§ CONSIGNE
Recopiez fidèlement le passage de l'extrait consacré aux limitations de vitesse dans les zones de travaux, en commençant à « Corinne dit respecter » et en terminant à « la jeune femme. ».

§ EXTRAIT CHOISI
···
Comme eux, cela me déplaît de faire du 50 km/h, mais je le fais!
"Je veux dénoncer un fait qui se produit chaque jour sur nos routes", commence-t-elle par nous écrire. "Je roule chaque matin sur l'autoroute dans le sens Mons-Bruxelles. Comme tous les conducteurs qui passent par là, je tombe dans les travaux. Comme eux, cela me déplaît de faire du 50 km/h à 6h du matin… mais voilà, je le fais!", ajoute-t-elle.
Corinne dit respecter les limitations dans les zones de travaux pour une question de sécurité, mais pas seulement. "Je suis jeune conductrice, le moindre faux pas pourrait me coûter cher, et je ne vais pas travailler pour avoir des PV dans ma boîte aux lettres", explique-t-elle.
Ce lundi, après un nouveau trajet dans les chantiers de la E19, Corinne en a eu assez du comportement de certains. "Je voudrais que les conducteurs arrêtent de klaxonner et de faire des appels de phare aux personnes qui respectent les limitations", dénonce-t-elle. "Au pire, une deuxième bande est accessible pour me dépasser en toute sécurité", rappelle la jeune femme.
···
§ DOCUMENTS SOURCES
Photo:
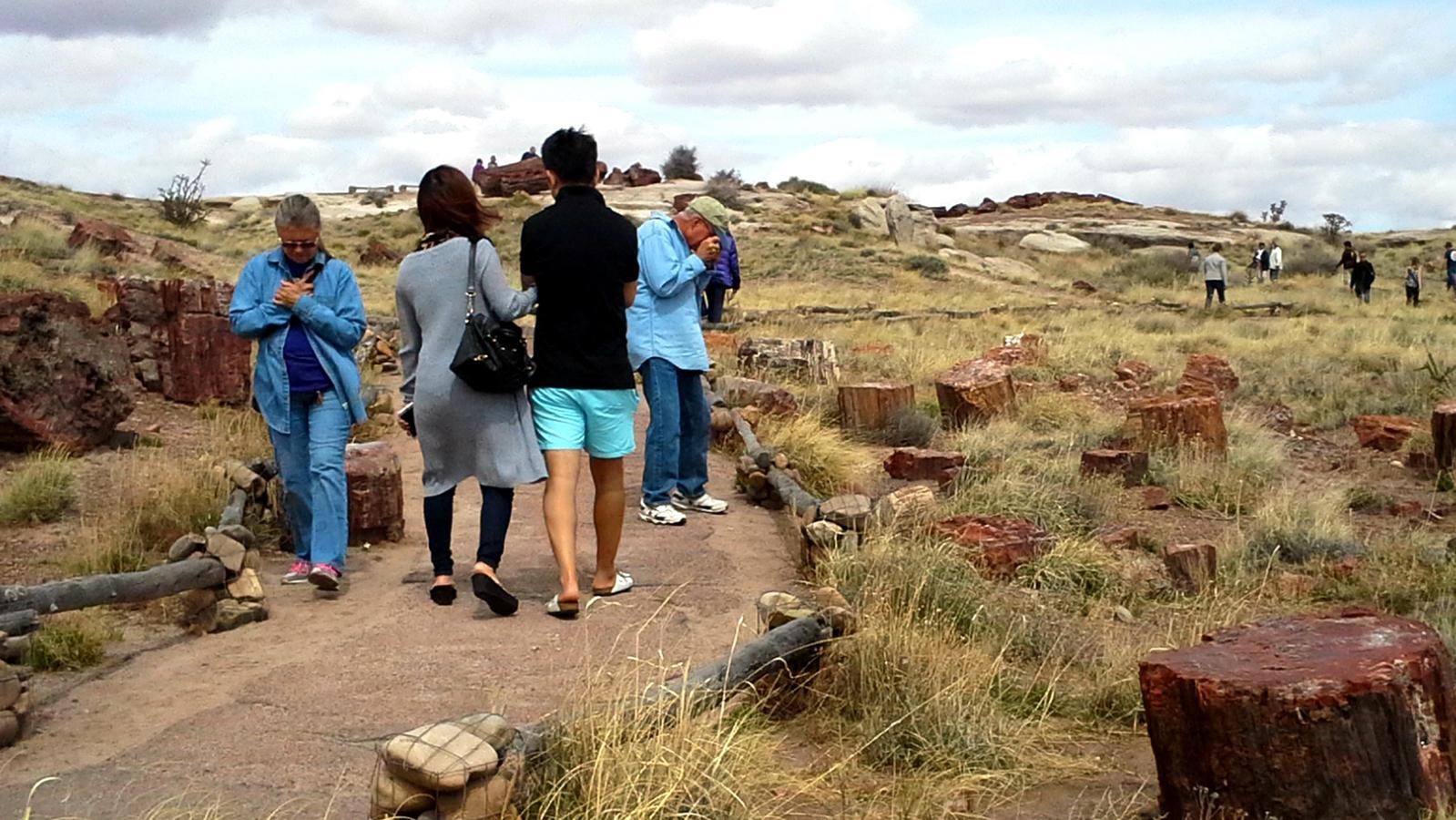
···
§ RÉPONSE RÉDIGÉE
Corinne dit respecter les limitations dans les zones de travaux pour une question de sécurité, mais pas seulement. "Je suis jeune conductrice, le moindre faux pas pourrait me coûter cher, et je ne vais pas travailler pour avoir des PV dans ma boîte aux lettres", explique-t-elle.
Ce lundi, après un nouveau trajet dans les chantiers de la E19, Corinne en a eu assez du comportement de certains. "Je voudrais que les conducteurs arrêtent de klaxonner et de faire des appels de phare aux personnes qui respectent les limitations", dénonce-t-elle. "Au pire, une deuxième bande est accessible pour me dépasser en toute sécurité", rappelle la jeune femme.